> [Written problem]:
Pick out every line of the items below that contains the word "door", matching case exactly, and copy each one.

> [Material supplied]:
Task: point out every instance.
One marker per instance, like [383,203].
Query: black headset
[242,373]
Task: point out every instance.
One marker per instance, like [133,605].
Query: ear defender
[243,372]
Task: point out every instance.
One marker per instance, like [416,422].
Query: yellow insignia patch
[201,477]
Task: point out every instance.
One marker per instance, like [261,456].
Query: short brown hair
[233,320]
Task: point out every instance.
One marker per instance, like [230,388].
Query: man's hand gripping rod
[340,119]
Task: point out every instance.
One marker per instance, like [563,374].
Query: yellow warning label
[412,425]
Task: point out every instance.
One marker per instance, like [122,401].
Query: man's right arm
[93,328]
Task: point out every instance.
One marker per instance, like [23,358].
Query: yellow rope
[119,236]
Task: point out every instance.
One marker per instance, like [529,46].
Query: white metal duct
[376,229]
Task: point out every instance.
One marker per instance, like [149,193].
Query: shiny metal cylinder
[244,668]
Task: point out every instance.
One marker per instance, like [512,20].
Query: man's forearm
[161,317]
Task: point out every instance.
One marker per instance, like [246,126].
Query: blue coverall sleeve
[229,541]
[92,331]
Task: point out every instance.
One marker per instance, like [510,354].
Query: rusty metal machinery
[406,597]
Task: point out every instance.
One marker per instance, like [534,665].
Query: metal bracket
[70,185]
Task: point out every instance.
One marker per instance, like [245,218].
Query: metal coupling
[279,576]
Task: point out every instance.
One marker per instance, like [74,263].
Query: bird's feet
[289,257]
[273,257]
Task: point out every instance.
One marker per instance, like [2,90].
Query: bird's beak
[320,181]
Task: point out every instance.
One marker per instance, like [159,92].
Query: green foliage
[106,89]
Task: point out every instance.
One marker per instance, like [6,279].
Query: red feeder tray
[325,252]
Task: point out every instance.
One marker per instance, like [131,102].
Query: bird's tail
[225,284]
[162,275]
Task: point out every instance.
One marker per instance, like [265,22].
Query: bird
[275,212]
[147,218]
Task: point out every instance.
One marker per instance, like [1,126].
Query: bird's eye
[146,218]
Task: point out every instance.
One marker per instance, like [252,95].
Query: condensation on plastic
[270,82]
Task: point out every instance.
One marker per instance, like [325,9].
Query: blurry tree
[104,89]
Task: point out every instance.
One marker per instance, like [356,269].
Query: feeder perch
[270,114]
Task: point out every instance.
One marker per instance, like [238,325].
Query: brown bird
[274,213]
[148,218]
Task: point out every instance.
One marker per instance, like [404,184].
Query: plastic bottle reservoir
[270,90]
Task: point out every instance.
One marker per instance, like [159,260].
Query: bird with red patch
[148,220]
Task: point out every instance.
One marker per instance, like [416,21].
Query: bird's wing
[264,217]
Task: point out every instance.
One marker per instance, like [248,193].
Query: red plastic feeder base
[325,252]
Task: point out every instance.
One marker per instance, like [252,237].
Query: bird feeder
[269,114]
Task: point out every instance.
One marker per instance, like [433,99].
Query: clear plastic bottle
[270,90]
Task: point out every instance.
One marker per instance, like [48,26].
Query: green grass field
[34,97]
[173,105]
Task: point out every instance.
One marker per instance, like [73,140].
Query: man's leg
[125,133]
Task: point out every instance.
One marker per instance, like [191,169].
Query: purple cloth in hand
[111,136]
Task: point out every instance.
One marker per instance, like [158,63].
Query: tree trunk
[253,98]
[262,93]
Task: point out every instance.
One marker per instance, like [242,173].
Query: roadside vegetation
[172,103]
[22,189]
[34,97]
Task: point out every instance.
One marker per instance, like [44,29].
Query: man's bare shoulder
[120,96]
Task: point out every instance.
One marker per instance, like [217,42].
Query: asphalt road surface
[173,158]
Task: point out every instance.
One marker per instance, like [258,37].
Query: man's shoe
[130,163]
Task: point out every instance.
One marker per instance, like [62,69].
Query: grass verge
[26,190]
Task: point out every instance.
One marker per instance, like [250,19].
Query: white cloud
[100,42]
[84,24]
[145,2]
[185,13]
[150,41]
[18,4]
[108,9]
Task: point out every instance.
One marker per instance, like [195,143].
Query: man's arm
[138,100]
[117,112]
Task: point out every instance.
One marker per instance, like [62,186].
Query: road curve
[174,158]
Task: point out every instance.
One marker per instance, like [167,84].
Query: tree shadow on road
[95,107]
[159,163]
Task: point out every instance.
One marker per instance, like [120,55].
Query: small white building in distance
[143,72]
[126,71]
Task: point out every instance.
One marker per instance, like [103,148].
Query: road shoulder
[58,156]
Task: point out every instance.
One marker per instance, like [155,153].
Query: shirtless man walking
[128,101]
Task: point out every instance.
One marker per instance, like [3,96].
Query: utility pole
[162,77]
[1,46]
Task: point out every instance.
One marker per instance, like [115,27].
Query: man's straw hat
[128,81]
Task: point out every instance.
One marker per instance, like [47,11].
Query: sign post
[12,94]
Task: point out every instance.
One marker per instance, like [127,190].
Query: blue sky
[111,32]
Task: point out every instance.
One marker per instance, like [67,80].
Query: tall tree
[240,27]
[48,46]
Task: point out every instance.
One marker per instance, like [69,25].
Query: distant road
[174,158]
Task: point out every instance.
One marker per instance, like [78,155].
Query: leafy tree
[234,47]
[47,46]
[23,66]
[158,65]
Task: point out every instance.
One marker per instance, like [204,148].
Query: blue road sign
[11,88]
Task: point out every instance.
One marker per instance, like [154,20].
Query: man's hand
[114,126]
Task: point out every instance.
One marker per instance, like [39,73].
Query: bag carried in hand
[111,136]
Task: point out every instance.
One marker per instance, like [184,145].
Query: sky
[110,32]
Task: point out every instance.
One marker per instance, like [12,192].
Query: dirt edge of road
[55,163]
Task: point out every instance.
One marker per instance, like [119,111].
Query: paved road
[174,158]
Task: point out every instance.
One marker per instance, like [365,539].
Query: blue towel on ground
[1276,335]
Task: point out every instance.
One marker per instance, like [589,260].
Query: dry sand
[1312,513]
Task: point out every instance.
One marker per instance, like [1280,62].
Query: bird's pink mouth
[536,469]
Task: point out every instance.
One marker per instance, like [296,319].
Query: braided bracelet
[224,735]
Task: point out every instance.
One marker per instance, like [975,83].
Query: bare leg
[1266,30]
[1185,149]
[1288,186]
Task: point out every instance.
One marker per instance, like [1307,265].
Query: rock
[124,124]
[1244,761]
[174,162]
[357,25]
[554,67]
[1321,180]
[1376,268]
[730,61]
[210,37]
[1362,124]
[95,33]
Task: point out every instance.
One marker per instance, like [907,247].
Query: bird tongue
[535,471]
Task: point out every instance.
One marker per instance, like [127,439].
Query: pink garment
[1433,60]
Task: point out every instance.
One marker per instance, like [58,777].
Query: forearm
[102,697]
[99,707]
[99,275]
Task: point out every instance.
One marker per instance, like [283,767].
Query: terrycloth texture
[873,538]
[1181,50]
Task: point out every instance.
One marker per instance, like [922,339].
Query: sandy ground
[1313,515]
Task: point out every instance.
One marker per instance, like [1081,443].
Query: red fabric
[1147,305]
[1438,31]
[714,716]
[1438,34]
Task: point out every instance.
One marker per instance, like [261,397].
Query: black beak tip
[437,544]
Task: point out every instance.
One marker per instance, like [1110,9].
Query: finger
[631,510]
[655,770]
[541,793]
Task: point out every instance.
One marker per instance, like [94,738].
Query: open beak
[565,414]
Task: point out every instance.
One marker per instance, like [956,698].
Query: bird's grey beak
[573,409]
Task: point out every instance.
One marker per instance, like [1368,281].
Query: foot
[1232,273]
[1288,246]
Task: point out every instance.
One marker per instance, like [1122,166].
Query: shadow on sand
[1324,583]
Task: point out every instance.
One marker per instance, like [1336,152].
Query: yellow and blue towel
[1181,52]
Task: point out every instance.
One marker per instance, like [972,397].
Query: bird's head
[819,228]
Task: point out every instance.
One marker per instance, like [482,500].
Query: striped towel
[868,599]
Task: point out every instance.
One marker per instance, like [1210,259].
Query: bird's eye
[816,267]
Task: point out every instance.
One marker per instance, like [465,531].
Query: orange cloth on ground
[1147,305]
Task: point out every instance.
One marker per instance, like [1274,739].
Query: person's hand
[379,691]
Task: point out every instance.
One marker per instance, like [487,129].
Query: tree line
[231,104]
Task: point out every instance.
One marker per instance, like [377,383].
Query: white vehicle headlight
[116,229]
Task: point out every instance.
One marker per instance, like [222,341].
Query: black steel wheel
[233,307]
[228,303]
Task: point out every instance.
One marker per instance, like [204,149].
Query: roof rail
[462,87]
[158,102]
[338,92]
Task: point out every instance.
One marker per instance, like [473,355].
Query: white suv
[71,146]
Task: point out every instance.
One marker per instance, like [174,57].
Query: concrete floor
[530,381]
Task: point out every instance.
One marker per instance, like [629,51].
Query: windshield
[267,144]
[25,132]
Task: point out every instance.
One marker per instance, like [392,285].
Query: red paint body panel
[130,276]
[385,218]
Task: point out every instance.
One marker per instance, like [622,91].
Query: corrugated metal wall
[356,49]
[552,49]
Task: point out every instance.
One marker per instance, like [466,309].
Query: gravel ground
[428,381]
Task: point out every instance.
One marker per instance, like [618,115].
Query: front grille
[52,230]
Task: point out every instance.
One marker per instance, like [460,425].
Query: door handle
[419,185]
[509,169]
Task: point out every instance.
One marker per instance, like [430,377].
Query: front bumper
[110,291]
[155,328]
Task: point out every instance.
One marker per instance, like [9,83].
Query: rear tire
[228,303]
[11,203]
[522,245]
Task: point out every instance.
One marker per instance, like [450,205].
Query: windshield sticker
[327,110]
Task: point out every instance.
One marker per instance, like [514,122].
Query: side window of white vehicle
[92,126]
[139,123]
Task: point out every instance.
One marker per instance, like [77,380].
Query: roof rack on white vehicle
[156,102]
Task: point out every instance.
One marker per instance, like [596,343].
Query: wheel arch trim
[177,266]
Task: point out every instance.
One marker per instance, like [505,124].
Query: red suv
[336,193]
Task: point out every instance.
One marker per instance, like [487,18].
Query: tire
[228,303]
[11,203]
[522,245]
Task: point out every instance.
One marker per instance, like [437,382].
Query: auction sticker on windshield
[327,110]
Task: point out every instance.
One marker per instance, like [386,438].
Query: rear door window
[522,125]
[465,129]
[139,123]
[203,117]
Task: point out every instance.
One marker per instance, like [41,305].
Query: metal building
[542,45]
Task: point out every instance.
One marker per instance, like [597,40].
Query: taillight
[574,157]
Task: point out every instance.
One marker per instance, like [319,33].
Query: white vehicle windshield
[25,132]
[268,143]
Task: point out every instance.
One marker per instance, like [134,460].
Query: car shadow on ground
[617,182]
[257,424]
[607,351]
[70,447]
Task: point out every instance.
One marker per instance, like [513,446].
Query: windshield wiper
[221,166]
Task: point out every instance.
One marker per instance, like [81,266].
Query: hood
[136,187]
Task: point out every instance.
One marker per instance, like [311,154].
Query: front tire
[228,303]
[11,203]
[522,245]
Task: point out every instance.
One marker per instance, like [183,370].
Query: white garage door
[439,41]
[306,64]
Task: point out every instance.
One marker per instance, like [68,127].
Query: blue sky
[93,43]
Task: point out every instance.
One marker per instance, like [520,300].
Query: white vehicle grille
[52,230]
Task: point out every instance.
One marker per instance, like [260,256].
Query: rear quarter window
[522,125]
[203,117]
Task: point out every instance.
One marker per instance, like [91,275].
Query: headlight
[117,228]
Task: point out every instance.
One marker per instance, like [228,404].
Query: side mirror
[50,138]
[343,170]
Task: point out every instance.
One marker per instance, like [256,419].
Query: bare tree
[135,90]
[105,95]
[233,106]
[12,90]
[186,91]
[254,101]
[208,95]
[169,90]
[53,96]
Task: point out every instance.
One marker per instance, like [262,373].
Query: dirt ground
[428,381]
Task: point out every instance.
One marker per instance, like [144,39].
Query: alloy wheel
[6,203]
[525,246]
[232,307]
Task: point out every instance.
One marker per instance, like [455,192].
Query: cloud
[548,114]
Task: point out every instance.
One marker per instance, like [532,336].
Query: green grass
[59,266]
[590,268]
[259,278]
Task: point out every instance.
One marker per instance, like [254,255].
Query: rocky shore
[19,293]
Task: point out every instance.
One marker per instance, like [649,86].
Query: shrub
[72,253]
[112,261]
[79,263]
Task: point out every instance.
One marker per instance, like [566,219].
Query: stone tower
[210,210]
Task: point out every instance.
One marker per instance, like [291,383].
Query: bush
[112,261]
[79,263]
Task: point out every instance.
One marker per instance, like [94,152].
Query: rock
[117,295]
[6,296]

> [Correct answer]:
Query: door handle
Query: rear door window
Query: white garage door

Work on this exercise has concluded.